● **PASSAGE SHOWN**:
• 2010-Present Day: Dr. Nikolas Caoile

Among the guest conductors of the 2009-10 season was Central Washington University symphony conductor Nikolas Caoile, whom the board hired for the following season.

During the spring of 2010 the symphony retained a consultant, Don Thulean, former conductor of the Spokane Symphony, to assess the organization. The result was that the board members decided to relieve Beth Jensen of management duties and manage their programs themselves. For the 2010-11 season they had a new logo designed and with their new conductor put together the entire season’s program in a new brochure. Their new conductor, Caoile, a pianist, had been at Central Washington university for four years. Under his direction, the new season brought back a number of former players to the point that very few “imports” were needed during Caoile’s first season.

The 2010-11 season inaugurated two scholarships for high school musicians chosen to play the following season, first place $1,000 and second place $500. They were sponsored by Gordon Schuster of New York Life, in honor of the late Angela Schuster Svendsen.

  • 2004-2009: Mr. Marty Zyskowski

Strauss’s successor in the 2004-5 season, Marty Zyskowski from Eastern Washington University, led the symphony from 2004 through the 2009 season. Among the highlights of his tenure was the 60th anniversary season of 2006-7 with a program that spanned the Baroque, Classical and Romantic periods. He resigned due to his wife’s ill health at the end of the 2009, and the symphony relied on guest conductors the following season.

● **EXERCISES TO COMPLETE**:
[a] According to the symphony history above, why did the orchestra rely on guest conductors in the 2009-10 season?
[b] Print the part of the symphony history starting with "The 2010-11 season inaugurated" and going on through "conductors the following season.".
[c] Write what would follow the last sentence of the symphony history, carrying it on in the same manner.

● **AVAILABLE DATA**:
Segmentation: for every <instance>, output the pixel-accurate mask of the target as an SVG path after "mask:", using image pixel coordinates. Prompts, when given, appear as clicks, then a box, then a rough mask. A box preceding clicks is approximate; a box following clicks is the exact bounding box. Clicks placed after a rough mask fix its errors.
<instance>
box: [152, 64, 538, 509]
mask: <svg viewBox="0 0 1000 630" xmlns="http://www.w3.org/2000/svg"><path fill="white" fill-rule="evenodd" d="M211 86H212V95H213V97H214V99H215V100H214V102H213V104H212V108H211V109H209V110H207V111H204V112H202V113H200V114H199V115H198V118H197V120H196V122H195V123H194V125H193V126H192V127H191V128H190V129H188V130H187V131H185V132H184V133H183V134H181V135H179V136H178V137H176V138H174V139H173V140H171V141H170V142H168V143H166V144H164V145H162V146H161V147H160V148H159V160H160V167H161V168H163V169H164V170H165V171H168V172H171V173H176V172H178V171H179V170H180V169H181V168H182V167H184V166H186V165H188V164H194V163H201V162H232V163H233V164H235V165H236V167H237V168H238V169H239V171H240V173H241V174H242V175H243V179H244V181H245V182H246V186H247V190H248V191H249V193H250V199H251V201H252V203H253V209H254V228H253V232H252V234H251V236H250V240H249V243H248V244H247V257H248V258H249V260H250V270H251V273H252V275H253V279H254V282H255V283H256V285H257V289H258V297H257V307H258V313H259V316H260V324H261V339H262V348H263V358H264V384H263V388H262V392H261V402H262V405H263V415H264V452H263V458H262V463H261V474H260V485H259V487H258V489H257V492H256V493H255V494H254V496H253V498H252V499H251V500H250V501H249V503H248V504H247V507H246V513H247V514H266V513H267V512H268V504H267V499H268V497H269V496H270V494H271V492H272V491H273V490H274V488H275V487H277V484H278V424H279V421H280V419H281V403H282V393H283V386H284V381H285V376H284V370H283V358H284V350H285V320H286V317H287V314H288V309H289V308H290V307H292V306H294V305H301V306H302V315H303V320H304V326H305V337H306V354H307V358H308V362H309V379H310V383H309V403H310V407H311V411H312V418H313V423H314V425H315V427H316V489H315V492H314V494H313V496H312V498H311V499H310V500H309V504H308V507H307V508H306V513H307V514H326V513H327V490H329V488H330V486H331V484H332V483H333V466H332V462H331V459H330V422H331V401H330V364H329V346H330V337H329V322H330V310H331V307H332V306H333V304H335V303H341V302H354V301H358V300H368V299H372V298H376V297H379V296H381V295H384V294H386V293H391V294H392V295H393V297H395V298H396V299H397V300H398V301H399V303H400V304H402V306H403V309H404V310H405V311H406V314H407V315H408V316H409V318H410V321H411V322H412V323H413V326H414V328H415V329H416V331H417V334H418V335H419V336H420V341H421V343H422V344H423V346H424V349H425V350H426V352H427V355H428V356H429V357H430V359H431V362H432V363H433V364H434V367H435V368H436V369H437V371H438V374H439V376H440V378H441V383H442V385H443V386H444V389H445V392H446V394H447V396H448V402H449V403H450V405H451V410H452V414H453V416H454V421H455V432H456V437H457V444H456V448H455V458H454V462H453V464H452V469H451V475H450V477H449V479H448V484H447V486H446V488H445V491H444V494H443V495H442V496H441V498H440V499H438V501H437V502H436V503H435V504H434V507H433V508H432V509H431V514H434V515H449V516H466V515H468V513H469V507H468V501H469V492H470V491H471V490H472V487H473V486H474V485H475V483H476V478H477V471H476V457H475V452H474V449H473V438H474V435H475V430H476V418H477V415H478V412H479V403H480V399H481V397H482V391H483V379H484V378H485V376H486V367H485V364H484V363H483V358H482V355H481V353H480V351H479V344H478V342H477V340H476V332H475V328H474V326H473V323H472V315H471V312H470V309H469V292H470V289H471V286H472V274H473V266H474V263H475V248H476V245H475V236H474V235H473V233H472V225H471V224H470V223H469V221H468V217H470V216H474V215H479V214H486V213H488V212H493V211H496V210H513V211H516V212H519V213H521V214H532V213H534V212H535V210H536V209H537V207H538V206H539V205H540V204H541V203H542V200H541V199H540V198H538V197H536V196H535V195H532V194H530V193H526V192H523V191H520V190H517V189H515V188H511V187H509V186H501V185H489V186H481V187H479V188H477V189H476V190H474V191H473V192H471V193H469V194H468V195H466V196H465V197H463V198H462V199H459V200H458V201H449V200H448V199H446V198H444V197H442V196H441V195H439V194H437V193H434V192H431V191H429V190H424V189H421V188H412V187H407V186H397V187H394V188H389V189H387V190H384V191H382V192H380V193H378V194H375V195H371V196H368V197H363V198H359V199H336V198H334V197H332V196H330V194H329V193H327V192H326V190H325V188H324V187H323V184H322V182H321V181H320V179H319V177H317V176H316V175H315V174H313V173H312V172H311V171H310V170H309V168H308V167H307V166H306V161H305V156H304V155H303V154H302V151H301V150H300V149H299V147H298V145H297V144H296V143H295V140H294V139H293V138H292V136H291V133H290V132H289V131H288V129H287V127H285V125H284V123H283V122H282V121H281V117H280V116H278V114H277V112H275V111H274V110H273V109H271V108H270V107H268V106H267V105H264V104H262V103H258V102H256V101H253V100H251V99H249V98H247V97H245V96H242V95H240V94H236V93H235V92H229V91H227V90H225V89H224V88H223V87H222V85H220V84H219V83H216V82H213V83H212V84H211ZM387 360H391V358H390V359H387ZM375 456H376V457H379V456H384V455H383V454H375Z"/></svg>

● **RESULTS**:
[a] Marty Zyskowski resigned at the end of the 2009 season because of his wife's ill health, so the symphony relied on guest conductors the following season.

[b]
The 2010-11 season inaugurated two scholarships for high school musicians chosen to play the following season, first place $1,000 and second place $500. They were sponsored by Gordon Schuster of New York Life, in honor of the late Angela Schuster Svendsen.

  • 2004-2009: Mr. Marty Zyskowski

Strauss’s successor in the 2004-5 season, Marty Zyskowski from Eastern Washington University, led the symphony from 2004 through the 2009 season. Among the highlights of his tenure was the 60th anniversary season of 2006-7 with a program that spanned the Baroque, Classical and Romantic periods. He resigned due to his wife’s ill health at the end of the 2009, and the symphony relied on guest conductors the following season.

[c]
  • 2000-2004: Dr. Mel Strauss

In 2000, Mel Strauss was hired as conductor. Strauss had been a guest conductor here and was head of Seattle’s Cornish College of the Arts. He had wide experience in the music world, and in his three years here his experience and musical maturity were evident.

  • 1999-2000: Mr. Adam Flatt

The symphony had guest conductors until 1999, when Adam Flatt was selected. When September arrived, the symphony members rebelled at changes the board was making, including the firing of the manager. They refused to play, so the board resigned en mass. The fall season was cancelled. The symphony members and season ticket holders elected a new board, and Flatt conducted a January program. The manager, Beth Jensen, was rehired. A spring concert completed the short concert season.

  • 1997-1999: guest conductors

The year 1998 was one to remember, for that year Alcoa chemist Roy Hill left endowments to the symphony. His bequest included an annual $10,000 to the symphony plus two scholarships for graduating high school seniors in Chelan and Douglas Counties of $4,000 a year for four years.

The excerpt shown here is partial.